The exercise: Rewrite the rows from the line with "return mask of glass pane" through the line with "58), (5, 48)]", replacing "glass pane" with "window pane" and leaving everything else unchanged. Give only those rows.
--- START OF Supplied data ---
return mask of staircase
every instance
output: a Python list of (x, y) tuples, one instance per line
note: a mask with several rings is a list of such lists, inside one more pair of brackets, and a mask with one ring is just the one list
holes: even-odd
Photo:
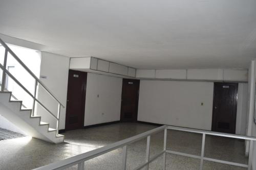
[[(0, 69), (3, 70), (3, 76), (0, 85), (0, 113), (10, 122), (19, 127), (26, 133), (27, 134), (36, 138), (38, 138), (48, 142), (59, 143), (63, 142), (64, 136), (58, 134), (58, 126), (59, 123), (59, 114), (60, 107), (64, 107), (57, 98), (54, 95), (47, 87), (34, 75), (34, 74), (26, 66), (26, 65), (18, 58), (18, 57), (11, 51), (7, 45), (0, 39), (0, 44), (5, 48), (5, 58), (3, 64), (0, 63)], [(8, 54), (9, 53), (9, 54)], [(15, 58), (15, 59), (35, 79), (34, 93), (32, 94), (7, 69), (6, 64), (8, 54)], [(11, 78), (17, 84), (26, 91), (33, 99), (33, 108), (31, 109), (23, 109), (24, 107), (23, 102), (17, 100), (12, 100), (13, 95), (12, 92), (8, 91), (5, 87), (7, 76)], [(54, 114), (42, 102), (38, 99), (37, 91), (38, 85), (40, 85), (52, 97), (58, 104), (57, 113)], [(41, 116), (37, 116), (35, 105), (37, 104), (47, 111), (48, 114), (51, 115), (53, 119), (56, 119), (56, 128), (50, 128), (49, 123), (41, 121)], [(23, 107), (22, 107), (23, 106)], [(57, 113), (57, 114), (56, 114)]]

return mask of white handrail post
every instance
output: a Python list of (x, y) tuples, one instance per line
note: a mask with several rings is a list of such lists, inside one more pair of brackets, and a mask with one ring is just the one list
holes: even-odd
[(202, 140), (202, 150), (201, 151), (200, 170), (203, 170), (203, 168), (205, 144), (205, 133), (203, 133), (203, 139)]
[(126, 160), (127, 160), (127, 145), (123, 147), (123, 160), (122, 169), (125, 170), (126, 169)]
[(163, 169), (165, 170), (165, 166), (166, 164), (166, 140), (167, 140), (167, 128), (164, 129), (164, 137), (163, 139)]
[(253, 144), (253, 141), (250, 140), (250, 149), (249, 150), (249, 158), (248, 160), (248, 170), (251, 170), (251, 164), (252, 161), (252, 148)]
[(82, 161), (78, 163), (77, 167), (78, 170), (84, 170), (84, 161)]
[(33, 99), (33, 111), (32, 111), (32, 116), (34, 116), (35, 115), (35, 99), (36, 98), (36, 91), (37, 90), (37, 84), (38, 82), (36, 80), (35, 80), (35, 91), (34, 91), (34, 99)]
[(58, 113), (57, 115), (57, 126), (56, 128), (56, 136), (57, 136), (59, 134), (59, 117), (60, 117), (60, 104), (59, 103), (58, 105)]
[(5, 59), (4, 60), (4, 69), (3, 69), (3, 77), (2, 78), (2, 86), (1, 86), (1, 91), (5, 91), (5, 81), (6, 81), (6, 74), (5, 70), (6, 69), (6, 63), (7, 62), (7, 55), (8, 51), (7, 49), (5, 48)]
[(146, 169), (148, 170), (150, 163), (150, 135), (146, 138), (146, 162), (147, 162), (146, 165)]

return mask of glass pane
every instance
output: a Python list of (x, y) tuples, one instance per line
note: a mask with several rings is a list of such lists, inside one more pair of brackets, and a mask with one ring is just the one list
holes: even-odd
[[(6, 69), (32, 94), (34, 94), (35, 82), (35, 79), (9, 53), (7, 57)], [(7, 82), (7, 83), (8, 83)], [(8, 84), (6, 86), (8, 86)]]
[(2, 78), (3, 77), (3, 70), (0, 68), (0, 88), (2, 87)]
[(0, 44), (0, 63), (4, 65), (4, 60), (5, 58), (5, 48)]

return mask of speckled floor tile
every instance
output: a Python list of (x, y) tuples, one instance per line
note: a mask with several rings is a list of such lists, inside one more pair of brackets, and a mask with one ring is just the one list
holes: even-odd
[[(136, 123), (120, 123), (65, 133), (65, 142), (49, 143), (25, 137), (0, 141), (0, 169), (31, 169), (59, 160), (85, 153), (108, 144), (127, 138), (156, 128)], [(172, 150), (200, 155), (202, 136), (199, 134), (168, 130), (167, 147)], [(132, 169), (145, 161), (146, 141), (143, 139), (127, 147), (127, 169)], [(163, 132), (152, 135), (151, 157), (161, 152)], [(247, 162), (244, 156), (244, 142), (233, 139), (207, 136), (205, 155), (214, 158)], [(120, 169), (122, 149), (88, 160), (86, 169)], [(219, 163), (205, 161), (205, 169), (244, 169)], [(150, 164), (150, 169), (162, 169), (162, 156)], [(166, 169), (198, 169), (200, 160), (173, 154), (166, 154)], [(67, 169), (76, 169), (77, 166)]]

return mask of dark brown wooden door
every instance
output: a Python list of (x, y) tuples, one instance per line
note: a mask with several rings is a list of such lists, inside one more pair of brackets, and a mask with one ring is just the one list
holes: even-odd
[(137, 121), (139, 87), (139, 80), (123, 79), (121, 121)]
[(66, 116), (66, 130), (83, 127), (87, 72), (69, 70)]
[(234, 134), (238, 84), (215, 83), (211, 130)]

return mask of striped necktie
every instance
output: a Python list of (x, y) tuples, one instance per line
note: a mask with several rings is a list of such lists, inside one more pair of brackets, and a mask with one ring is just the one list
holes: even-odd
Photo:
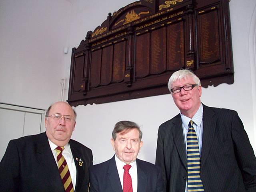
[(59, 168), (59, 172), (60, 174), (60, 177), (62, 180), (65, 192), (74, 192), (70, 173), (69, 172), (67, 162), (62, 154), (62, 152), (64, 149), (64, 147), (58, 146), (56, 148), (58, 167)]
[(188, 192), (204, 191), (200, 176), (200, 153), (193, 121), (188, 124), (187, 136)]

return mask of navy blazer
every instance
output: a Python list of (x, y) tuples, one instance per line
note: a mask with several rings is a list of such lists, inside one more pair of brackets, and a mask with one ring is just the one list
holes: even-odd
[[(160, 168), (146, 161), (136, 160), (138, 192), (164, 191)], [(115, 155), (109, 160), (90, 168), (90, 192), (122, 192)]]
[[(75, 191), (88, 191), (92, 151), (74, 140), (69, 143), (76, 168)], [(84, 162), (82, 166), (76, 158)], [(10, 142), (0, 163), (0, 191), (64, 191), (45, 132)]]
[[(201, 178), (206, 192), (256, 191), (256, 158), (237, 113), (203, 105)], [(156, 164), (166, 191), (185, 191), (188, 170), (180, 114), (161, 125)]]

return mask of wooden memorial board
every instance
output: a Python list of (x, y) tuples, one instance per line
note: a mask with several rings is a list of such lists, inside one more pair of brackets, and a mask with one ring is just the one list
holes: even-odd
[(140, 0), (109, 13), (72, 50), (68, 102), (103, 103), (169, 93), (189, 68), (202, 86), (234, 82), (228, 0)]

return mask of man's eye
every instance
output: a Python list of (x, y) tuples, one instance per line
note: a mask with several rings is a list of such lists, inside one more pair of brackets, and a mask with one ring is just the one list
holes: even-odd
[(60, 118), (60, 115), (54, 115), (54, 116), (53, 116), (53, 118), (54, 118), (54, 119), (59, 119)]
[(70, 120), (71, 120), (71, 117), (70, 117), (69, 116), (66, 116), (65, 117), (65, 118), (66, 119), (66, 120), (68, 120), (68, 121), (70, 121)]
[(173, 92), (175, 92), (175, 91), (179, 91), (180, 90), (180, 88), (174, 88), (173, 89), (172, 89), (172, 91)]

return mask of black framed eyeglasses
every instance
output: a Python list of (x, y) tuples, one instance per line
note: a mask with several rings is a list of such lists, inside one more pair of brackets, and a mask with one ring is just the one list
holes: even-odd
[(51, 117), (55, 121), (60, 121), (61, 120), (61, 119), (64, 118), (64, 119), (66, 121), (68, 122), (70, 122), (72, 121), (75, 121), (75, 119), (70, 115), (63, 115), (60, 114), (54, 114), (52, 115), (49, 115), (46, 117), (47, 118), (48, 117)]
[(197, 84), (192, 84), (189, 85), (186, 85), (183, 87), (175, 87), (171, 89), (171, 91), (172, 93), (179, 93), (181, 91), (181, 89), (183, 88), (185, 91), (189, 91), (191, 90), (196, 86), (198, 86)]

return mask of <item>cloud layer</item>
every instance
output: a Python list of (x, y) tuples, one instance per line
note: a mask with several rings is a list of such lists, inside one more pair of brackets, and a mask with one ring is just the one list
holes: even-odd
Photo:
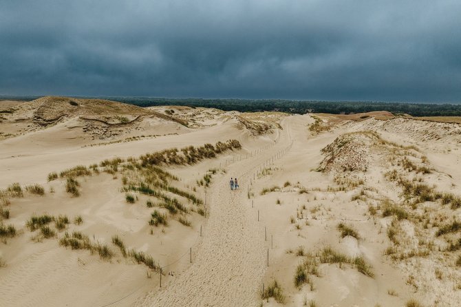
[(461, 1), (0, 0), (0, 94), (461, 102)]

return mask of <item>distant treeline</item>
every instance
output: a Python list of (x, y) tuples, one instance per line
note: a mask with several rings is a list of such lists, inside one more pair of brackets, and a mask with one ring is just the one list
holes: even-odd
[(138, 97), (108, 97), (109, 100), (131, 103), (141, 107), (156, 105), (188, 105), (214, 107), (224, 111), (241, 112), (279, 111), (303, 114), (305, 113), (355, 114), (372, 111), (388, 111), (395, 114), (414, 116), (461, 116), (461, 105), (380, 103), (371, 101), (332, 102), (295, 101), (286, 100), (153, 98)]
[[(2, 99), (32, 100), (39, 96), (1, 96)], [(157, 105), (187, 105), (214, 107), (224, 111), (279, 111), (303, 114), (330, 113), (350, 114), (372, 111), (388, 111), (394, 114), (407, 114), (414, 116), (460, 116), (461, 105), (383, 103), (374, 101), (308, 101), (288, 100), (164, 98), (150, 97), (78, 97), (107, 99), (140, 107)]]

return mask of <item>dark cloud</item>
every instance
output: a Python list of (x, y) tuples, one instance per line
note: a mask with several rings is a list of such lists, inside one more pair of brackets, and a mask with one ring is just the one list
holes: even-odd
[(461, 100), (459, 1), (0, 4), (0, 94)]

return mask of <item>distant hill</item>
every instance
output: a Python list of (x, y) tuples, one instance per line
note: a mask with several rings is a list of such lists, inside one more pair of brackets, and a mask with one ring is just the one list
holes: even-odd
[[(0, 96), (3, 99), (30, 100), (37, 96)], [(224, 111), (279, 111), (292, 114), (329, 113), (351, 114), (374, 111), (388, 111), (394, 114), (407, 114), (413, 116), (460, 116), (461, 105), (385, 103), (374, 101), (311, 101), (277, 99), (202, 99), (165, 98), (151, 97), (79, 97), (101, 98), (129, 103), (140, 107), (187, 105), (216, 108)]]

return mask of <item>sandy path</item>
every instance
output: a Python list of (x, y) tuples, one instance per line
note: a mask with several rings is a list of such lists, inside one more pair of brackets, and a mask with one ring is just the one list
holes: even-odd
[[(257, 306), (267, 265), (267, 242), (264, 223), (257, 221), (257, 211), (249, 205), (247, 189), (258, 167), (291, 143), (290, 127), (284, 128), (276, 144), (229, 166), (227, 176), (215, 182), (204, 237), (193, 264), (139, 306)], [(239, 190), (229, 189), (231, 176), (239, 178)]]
--- END OF Supplied data ---
--- START OF Supplied data ---
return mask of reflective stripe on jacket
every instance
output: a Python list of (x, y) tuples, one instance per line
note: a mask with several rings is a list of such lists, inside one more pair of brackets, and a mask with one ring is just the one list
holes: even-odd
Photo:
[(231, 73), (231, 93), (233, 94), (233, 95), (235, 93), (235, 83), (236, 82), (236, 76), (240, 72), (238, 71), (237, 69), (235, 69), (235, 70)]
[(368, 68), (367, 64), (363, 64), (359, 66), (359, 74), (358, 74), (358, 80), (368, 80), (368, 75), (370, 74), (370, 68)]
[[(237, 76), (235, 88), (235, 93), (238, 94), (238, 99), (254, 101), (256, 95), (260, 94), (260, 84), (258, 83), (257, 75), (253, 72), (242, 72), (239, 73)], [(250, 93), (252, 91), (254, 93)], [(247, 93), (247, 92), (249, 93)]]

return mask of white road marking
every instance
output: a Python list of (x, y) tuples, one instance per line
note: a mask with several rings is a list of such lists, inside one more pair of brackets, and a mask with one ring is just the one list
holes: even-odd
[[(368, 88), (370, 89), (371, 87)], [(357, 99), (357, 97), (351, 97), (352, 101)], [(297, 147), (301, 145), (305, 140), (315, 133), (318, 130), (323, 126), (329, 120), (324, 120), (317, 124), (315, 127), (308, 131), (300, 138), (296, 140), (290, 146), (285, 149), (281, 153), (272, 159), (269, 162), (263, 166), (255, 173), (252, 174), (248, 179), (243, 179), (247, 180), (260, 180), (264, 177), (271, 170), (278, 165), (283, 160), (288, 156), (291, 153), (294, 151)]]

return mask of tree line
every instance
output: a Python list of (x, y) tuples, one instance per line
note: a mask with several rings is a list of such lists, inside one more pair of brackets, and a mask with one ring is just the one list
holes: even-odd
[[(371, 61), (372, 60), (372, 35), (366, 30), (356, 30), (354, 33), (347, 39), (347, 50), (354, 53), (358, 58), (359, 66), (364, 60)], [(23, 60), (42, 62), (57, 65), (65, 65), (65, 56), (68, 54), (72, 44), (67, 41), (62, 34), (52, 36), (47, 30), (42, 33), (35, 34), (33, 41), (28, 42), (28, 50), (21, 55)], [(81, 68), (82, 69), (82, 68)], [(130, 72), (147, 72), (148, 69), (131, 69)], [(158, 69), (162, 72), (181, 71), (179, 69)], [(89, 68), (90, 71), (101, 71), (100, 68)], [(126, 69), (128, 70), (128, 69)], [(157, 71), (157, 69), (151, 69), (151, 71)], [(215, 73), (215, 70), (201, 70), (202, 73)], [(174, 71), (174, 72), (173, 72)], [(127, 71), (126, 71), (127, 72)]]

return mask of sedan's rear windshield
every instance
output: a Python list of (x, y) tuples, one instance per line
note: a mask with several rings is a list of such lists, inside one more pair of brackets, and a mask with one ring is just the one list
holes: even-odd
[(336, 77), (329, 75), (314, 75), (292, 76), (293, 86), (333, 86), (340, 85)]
--- END OF Supplied data ---
Answer to this task:
return mask of window pane
every instance
output: a Python list of (x, y) tuples, one instance per line
note: a mask with several rings is a list of such lists, inside one more pair of brackets, and a mask with one ring is just the one list
holes: even-odd
[[(6, 69), (32, 94), (34, 94), (35, 82), (35, 79), (9, 53), (7, 57)], [(7, 82), (7, 83), (8, 83)], [(8, 84), (6, 86), (8, 86)]]
[(2, 78), (3, 77), (3, 70), (0, 68), (0, 88), (2, 87)]
[(0, 44), (0, 63), (4, 65), (4, 60), (5, 58), (5, 48)]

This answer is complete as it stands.